_What you have to do:_
Answer these from the passage on U.S. education:
1. Between 1970 and 2013, college completion for households in the bottom quarter of the income distribution rose from what rate to what rate?
2. What percentage of U.S. 4-year-olds are enrolled in preschool programs?
3. What shift in school finance would reduce inequality and improve educational outcomes?

_Extracted text:_
..........

Throughout the post-war years, starting with the GI Bill, which allowed World War II veterans to obtain a college education at the government’s expense, the United States was the leader among nations in the college-completion rate of its youth. But in the past two decades, the United States has stumbled, with its college completion rate now down to tenth or below. College completion for households in the top quarter of the income distribution rose between 1970 and 2013 from 40% to 77%, but for those in the bottom quarter, it increased only from 6% to 9%.
Education problems are even deeper in U.S. secondary schools, which rank in the bottom half in international reading, math and science tests administered to 15-year-olds. We now rank 12th among developed nations in terms of the percentage of 25-34 year-old age group who have earned a BA degree from a four-year college (32%).
Most serious is the high degree of inequality in reading and vocabulary skills of the nation’s children at age 5, the normal age of entrance into kindergarten; middle class children have a spoken vocabulary as much as triple that of children brought up in poverty conditions by a single parent.
Toward Greater Equality of Opportunity – Preschool Education and the Financing of Elementary and Secondary Education
Though preschool is universal for 4-year-olds in countries such as Britain and Japan, in the United States, only 69 percent of that age group is enrolled in preschool programs, ranking U.S. participation as number 26 among OECD countries, with the poorest children least likely to be enrolled. The Unites States is ranked 24th for the fraction of 3-year-olds participating in preschool programs, with a 50 percent enrollment parentage as compared to at least 90 percent in such countries as France and Italy. The United States ranks poorly not just in the age at which children enter preschool but also in class sizes and per-pupil expenditures.
The benefits of preschool education apply to all students, but particularly to those growing up in low-income families. Children of poor parents, who themselves have a limited educational attainment, enter kindergarten at age 5 suffering from a large vocabulary gap that limits their performance in elementary and secondary education and that leads to high dropout rates—and often to criminal activity. Age 5 is too late for the educational system to intervene in the learning process, for by then, the brain has already developed rapidly to build the cognitive and character skills that are critical for future success. Poor children lack the in-home reading, daily conversation, and frequent question/answer sessions so common in middle-class families, particularly those in which both parents have completed college.
Preschool comes first, because each level of disappointing performance in the American educational system, from poor outcomes on international PISA tests administered to 15-year-olds to remedial classes in community colleges, reflects the cascade of underachievement that children carry with them from one grade to the next. No panacea has emerged in the form of school choice and charter schools, although there has been much experimentation—with some notable successes in which children from low-income backgrounds have earned high school diplomas and gone on to college. An important component of the inequality and education headwinds is the U.S. system of financing elementary and secondary education by local property taxes, leading to the contrast between lavish facilities in rich suburbs which coexist with run-down, often outmoded schools in the poor areas of central cities. A shift of school finance from local to statewide revenue sources would reduce inequality and improve educational outcomes. Ideally, schools serving poor children should have the resources to spend more than those serving well-off children, rather than less as at present.

..........

_Data provided:_
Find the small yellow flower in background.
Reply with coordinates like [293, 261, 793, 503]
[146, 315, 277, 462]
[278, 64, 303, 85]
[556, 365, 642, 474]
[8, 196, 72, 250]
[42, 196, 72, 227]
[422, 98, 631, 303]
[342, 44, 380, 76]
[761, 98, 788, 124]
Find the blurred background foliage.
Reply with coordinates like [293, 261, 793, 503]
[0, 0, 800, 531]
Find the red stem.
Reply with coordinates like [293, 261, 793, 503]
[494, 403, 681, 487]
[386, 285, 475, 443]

..........

_Answer box:_
1. From 6% to 9%.
2. 69 percent.
3. A shift from local to statewide revenue sources.